==== Texte

Ambrogio Lorenzetti (Sienne, vers 1290 – Sienne, 1348)
Annunciazione (Annonciation), 1334-1336.
Fresque détachée, 238 x 441 cm.
Inscriptions : /
Provenance : In situ.
Montesiepi (Chiusdino), Cappella di San Galgano, paroi nord-est.
Cette image insolite de l’Annonciation suscite depuis toujours un intérêt particulier. Elle est peinte sur le registre inférieur de la paroi absidiale de la chapelle, sous la Gloire de Marie, ce qui n’est pas sans importance. Sa composition, comme son iconographie, se révèlent d’une extraordinaire originalité. Sans compter sa remarquable capacité à jouer de la structure architecturale sur laquelle elle s’inscrit. La présence fantomatique de certaines figures effacées ou déplacées (dès le XIVe s.) et que le temps et ses aléas ont fini par révéler à nouveau, permet, une nouvelle fois, de prendre la mesure de l’intelligence et de la complexité extrêmes du projet iconographique élaboré par Ambrogio Lorenzetti, artiste perfectissimo, ainsi que le définit Ghiberti [1]Roberto BARTALINI, « ‘La piagha che Maria richiuse in se e unse’. Di nuovo sui dipinti murali di Ambrogio Lorenzetti nella cappella di San Galgano sur Montesiepi”. Prospettiva, 165-166, 2017, pp. 20-30, en part. p. 28, note 3., dans la chapelle de Montesiepi.

========
==== Données saisies

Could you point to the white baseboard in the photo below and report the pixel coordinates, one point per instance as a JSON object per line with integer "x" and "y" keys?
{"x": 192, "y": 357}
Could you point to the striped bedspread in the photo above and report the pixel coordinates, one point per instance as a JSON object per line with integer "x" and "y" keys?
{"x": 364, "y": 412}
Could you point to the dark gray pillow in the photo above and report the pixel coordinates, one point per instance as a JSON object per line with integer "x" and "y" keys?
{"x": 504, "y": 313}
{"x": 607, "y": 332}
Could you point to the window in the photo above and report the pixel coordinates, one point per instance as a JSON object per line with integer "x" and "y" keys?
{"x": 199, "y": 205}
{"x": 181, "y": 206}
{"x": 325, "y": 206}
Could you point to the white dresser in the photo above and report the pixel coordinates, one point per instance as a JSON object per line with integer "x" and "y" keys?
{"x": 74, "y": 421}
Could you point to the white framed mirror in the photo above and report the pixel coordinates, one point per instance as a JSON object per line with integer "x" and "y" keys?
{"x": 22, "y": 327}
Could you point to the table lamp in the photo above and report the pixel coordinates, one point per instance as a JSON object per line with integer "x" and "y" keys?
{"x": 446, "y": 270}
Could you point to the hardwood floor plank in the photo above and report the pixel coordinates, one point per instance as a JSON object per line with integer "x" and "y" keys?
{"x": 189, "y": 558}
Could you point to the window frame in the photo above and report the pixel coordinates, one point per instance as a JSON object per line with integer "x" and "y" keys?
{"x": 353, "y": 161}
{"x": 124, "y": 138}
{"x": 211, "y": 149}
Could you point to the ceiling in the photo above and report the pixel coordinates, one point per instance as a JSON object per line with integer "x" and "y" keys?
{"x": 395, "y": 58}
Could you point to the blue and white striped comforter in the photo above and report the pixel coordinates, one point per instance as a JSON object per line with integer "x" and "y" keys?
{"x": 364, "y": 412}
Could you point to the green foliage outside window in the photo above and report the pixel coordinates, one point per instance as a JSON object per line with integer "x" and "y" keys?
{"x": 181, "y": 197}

========

Consigne. Remplacez "Fresque détachée" par "Peinture murale détachée" dans le passage de la notice sur l’Annonciation de Lorenzetti qui va de "Ambrogio Lorenzetti (Sienne, vers" jusqu’à "Provenance : In situ.", puis reproduisez ce passage en entier.

Résultat attendu.
Ambrogio Lorenzetti (Sienne, vers 1290 – Sienne, 1348)
Annunciazione (Annonciation), 1334-1336.
Peinture murale détachée, 238 x 441 cm.
Inscriptions : /
Provenance : In situ.